## Challenge:
Would you return the complete listing below word for word?

## Material provided:
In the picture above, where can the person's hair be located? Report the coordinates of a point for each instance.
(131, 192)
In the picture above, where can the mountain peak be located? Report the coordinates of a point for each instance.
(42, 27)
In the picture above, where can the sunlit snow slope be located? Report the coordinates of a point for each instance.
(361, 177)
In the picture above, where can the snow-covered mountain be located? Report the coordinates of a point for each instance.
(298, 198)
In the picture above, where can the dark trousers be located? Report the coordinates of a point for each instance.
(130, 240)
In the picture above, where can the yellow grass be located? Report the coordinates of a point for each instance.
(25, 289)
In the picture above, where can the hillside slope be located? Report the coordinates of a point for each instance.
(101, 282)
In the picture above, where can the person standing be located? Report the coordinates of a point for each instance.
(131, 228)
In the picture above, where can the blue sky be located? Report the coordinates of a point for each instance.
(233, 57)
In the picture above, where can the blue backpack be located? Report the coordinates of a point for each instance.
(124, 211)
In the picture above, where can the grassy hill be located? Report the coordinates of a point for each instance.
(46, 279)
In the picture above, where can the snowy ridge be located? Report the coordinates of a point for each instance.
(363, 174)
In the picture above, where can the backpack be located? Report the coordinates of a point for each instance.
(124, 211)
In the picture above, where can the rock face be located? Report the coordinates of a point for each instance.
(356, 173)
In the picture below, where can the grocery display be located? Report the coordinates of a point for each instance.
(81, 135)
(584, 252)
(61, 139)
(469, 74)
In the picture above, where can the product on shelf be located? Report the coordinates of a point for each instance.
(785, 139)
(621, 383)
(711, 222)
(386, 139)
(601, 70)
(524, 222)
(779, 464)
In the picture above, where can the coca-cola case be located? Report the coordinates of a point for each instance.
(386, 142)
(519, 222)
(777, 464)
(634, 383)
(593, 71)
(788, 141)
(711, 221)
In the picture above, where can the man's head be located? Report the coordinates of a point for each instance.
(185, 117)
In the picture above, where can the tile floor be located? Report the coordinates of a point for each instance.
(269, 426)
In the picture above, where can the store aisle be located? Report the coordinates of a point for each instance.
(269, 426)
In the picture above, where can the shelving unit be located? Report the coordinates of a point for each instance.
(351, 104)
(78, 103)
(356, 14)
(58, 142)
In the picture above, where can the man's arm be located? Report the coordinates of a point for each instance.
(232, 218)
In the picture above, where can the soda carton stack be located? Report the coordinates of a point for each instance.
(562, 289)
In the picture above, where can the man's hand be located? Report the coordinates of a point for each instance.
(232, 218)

## Answer to this task:
In the picture above, where can the person's hair be located? Report the coordinates of a point for each instance.
(131, 192)
In the picture above, where can the mountain peak be located? Report the coordinates of a point for each instance.
(42, 27)
In the picture above, where can the sunlit snow slope be located? Report the coordinates of a point for each instance.
(361, 177)
In the picture above, where can the snow-covered mountain be located? Report the coordinates of a point for each instance.
(298, 198)
In the picture above, where can the dark trousers be located? Report the coordinates of a point for each instance.
(130, 240)
In the picture above, where can the yellow grass be located? Report the coordinates of a point for each instance.
(25, 289)
In the picture above, where can the hillside slope be located? Report the coordinates of a point for each instance.
(101, 282)
In the picture above, where can the person standing be located? Report the coordinates of a point for each instance.
(131, 228)
In the picture above, where can the blue sky be located? Report the coordinates of a point for each instance.
(233, 57)
In the picture above, where can the blue backpack be located? Report the coordinates of a point for each instance.
(124, 211)
In the picture above, where can the grassy hill be located? Report the coordinates of a point for each instance.
(46, 279)
In the picture above, where can the snowy ridge be located? Report the coordinates of a point for each instance.
(363, 174)
In the picture above, where can the backpack be located? Report the coordinates of a point for each instance.
(124, 211)
In the picture above, where can the rock face be located? Report the coordinates of a point for each instance.
(356, 173)
In the picture below, where can the grocery display be located? Report the coordinates of a point for each instance.
(81, 135)
(584, 252)
(61, 139)
(469, 74)
In the picture above, where can the product on shelf be located? Report the coordinates of a point for each instance.
(785, 139)
(621, 383)
(711, 222)
(386, 139)
(601, 70)
(524, 222)
(779, 464)
In the picture above, where can the coca-cola case be located? Report the coordinates of a point for each instance.
(386, 142)
(519, 222)
(777, 464)
(634, 383)
(593, 71)
(788, 141)
(711, 221)
In the picture above, where can the man's head be located? Report the coordinates of a point for each instance.
(185, 117)
In the picture above, where can the tile floor be located? Report the coordinates of a point for each instance.
(269, 426)
In the picture above, where can the store aisle be located? Report the coordinates of a point for each instance.
(269, 426)
In the picture above, where can the shelving unit be located? Report the coordinates of a point for each instance.
(351, 104)
(78, 103)
(356, 14)
(58, 142)
In the picture above, where can the man's arm be located? Report the coordinates of a point for each instance.
(232, 218)
In the picture above, where can the soda carton stack be located? Report the coordinates of a point for each instance.
(562, 289)
In the picture above, where can the man's hand be located? Report the coordinates of a point for each instance.
(232, 218)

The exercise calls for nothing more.